### TRY IT
Please pick up the guide to Indian food in Austin after its last sentence and continue it.
━━ READING TEXT
In a restaurant, in a trailer, from the North, from the South -- these days, there's more Indian food in Austin than ever. Here's where to go for your fix.
An Indian lunch buffet for the Round Rock crowd: Trusty dishes like the Chicken Tikka Masala win hearts and tastebuds, but I urge you to try their pleasingly sour idlis. "Idli" is a spongy, fermented grain cake, and while it looks like something you could scrub your bathtub with, it is absolutely divine dipped in one of Chola's many Indian sauces, absorbing all the flavor into one savory, tasty bite.
Yes it's a standby, but Clay Pit got so many Austinites comfortable with the concept of Indian food that it deserves special recognition. The food here is mostly North Indian in execution, and their creamy lamb korma, laced with cardamom, cinnamon and sin, is truly outstanding.
━━━━
━━ RECORDS SUPPLIED
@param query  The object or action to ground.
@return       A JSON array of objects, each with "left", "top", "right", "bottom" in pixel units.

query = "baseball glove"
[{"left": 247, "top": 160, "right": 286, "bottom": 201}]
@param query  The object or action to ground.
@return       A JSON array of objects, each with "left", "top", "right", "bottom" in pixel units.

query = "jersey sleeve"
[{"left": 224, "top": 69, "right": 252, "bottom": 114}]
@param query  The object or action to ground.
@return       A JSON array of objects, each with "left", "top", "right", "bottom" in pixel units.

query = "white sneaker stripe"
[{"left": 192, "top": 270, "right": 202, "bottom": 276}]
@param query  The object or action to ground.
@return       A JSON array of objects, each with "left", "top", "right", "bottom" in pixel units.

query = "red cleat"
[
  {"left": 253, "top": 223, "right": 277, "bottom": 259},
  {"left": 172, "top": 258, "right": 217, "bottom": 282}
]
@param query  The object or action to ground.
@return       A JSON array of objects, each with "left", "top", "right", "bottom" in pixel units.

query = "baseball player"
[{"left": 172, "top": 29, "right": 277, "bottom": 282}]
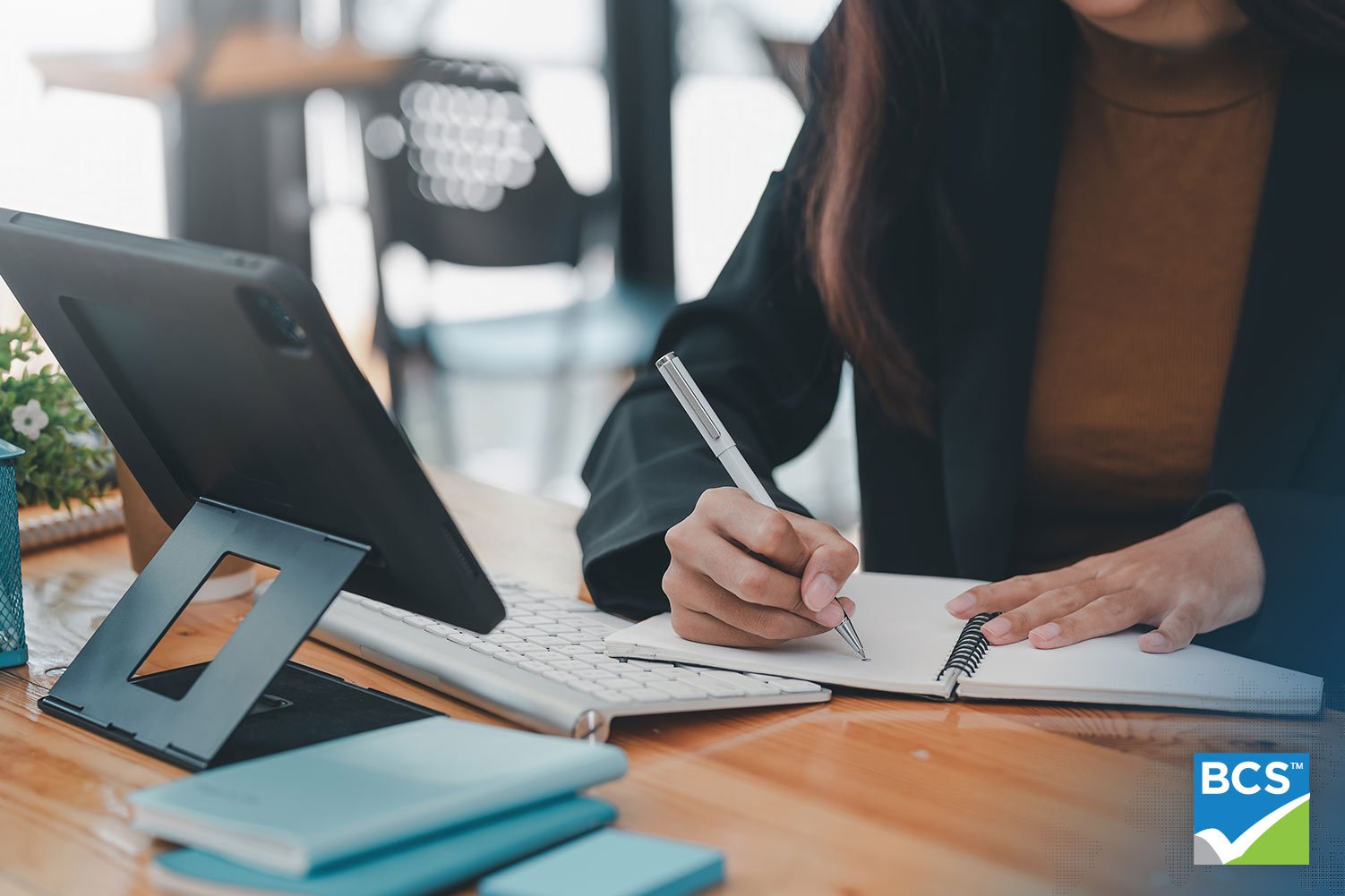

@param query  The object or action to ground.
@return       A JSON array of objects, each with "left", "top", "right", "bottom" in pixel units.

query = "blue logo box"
[{"left": 1192, "top": 754, "right": 1311, "bottom": 865}]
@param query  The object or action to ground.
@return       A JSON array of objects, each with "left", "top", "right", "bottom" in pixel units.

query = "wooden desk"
[
  {"left": 0, "top": 475, "right": 1342, "bottom": 896},
  {"left": 32, "top": 26, "right": 407, "bottom": 102}
]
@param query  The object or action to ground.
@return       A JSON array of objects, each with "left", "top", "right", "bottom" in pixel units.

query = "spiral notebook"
[{"left": 606, "top": 573, "right": 1322, "bottom": 716}]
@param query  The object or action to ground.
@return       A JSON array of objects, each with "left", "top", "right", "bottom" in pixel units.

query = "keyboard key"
[
  {"left": 649, "top": 681, "right": 710, "bottom": 700},
  {"left": 621, "top": 687, "right": 668, "bottom": 704},
  {"left": 701, "top": 669, "right": 780, "bottom": 695},
  {"left": 683, "top": 676, "right": 745, "bottom": 697},
  {"left": 509, "top": 640, "right": 546, "bottom": 653},
  {"left": 752, "top": 676, "right": 822, "bottom": 695},
  {"left": 621, "top": 670, "right": 671, "bottom": 684},
  {"left": 624, "top": 659, "right": 668, "bottom": 671},
  {"left": 441, "top": 628, "right": 480, "bottom": 647}
]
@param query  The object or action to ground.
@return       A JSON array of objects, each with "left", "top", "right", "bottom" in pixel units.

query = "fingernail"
[
  {"left": 943, "top": 594, "right": 976, "bottom": 616},
  {"left": 803, "top": 573, "right": 839, "bottom": 610},
  {"left": 818, "top": 600, "right": 844, "bottom": 628},
  {"left": 1028, "top": 623, "right": 1060, "bottom": 640},
  {"left": 981, "top": 616, "right": 1013, "bottom": 637}
]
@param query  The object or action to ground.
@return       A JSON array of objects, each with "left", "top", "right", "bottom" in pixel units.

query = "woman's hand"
[
  {"left": 663, "top": 489, "right": 860, "bottom": 647},
  {"left": 948, "top": 505, "right": 1265, "bottom": 653}
]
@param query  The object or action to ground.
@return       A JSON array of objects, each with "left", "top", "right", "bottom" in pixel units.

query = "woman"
[{"left": 578, "top": 0, "right": 1345, "bottom": 673}]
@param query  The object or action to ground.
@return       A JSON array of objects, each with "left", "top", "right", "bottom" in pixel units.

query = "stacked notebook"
[
  {"left": 131, "top": 717, "right": 627, "bottom": 896},
  {"left": 606, "top": 573, "right": 1322, "bottom": 716}
]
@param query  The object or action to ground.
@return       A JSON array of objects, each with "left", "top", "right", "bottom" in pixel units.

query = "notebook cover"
━━━━
### RESULT OF THE TASK
Incredibly friendly service, a goat curry that'll bring a tear to your eye, and a gift-wrapped front door? It's no wonder Austinites have flocked to Taj Palace for over a decade. Leave room for the Gulab Jamun, a small dish of warm doughnut-like balls, served warm in cardamom and honey sauce.
Go for the buffet at Sarovar. The service has a little bit to be desired here, but Sarovar's "on tap" mango lassi (think: Indian smoothie) is so sweet and satisfying, it makes up for any deficiencies.
"Buffet" is a word often uttered not in delight, but in wariness. We're just not sure what to expect, and what we do expect usually isn't good: Crunch reduced to sogginess, meats swimming in questionable sauces, pudding with a skin. Fortunately, that isn't the case at Satay, where Indian rices, curries, and desserts don't suffer from a buffet format. I know, because I've gone not only for lunch, where buffet food is snatched up quickly, but dinner, where the buffet table tends to languish. I'm happy to report that its quality didn't.
South Indian (re: vegetarian) eating, and the paper dosas here are a fun novelty if you've never tried one before. They involve a teensy bit of filling scooped inside a huge, trumpet-like crepe, then served with a variety of spicy-to-creamy sauces.
Rainey Street District's glorious little Indian food trailer/pavillion: their huge garlic naan is not only portable, but hits the spot after one too many shots at Lustre Pearl.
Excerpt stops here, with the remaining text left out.